[Dataset excerpts]
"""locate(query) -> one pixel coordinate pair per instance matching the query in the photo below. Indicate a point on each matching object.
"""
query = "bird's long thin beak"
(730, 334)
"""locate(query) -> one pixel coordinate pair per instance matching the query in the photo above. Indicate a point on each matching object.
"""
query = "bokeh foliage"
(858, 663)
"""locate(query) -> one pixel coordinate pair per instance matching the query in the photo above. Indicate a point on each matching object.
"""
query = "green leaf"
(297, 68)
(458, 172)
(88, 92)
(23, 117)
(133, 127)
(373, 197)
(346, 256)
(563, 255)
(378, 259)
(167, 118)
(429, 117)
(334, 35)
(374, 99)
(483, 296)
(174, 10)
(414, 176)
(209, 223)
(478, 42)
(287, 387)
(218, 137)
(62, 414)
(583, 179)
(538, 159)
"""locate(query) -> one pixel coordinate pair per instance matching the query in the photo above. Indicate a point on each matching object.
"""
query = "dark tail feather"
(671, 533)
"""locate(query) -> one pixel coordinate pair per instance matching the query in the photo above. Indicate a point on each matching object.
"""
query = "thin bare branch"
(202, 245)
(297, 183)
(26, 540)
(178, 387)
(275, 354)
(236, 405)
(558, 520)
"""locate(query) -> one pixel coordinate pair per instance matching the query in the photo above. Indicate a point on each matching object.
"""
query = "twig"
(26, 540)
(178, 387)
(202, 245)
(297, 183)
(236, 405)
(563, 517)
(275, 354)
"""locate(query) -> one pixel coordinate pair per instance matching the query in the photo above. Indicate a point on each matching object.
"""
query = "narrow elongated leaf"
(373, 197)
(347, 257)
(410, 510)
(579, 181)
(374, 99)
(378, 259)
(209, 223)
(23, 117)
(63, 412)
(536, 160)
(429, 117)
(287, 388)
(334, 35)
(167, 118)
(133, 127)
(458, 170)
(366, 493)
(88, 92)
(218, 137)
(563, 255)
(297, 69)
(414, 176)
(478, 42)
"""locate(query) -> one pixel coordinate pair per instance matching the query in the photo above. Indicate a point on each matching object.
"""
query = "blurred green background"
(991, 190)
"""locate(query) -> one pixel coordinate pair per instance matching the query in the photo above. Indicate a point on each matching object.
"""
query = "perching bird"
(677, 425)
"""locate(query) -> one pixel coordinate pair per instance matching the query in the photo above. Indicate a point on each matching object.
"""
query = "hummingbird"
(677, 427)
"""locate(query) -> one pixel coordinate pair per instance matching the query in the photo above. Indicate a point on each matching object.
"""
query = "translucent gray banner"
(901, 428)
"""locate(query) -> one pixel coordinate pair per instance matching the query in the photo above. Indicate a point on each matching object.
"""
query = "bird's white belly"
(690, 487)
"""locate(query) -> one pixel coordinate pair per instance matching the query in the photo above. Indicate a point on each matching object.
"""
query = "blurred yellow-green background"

→ **Assignment**
Every entry needs to be written out again, exactly as given.

→ **Exercise output**
"""locate(query) -> one pixel coordinate pair per instance matching the query in the photo below. Indicate a point on each matching object.
"""
query = "bird's long thin beak"
(730, 334)
"""locate(query) -> one pixel coordinate pair per instance matching the query in the photo above. Indicate a point on each matching object.
"""
query = "bokeh foliage"
(858, 663)
"""locate(query) -> one pixel coordinate pair per instance matching the query in the photo above. Indicate a point on each matching object.
"""
query = "green leaf"
(297, 68)
(458, 172)
(88, 92)
(23, 117)
(133, 127)
(373, 197)
(346, 256)
(563, 255)
(378, 259)
(167, 118)
(429, 117)
(334, 35)
(374, 99)
(483, 296)
(174, 10)
(414, 176)
(209, 223)
(478, 42)
(287, 387)
(218, 137)
(62, 414)
(583, 179)
(538, 159)
"""locate(query) -> one pixel coordinate pair per instance matching the query in the photo above. Indicate a point on each matching object.
"""
query = "dark tail feather"
(671, 533)
"""locate(query) -> one pixel coordinate pair per instance matching the query in the photo above. Indicate a point on each matching object.
"""
query = "thin bare branch"
(202, 245)
(297, 183)
(26, 540)
(178, 387)
(275, 354)
(236, 405)
(558, 520)
"""locate(query) -> one pixel coordinate pair per instance matching the query in the photo above. Indicate a point on each matching object.
"""
query = "twig"
(26, 540)
(178, 387)
(202, 245)
(297, 183)
(236, 405)
(563, 517)
(275, 354)
"""locate(query) -> one pixel coordinate pair per instance matching the query in the photo above. Indicate a point on each matching object.
"""
query = "narrow elongated leaf"
(373, 197)
(347, 257)
(410, 510)
(579, 181)
(374, 99)
(378, 259)
(209, 223)
(23, 117)
(63, 412)
(536, 160)
(429, 117)
(287, 388)
(334, 35)
(167, 118)
(133, 127)
(458, 170)
(366, 493)
(88, 92)
(218, 137)
(563, 255)
(297, 69)
(414, 176)
(478, 42)
"""locate(query) -> one pixel coordinate pair per instance matching the query in the photo above. Indicate a point on each matching object.
"""
query = "blurred green background"
(991, 190)
"""locate(query) -> one pixel coordinate pair per instance matching the query in the photo above. Indicate a point on each matching object.
"""
query = "perching bird"
(677, 425)
"""locate(query) -> one pixel coordinate pair per instance matching the query in the photo above. Indicate a point on each matching object.
"""
query = "hummingbird"
(677, 427)
"""locate(query) -> one pixel coordinate pair per instance matching the query in the photo above. Indicate a point on each matching object.
"""
query = "translucent gray banner"
(901, 428)
"""locate(query) -> one pixel coordinate pair per instance matching the query in the photo above. Indicate a point on each matching object.
"""
query = "bird's white belly"
(690, 487)
"""locate(query) -> one pixel coordinate pair per instance matching the query in the photo above. Indicate a point on each matching object.
"""
query = "blurred yellow-green background"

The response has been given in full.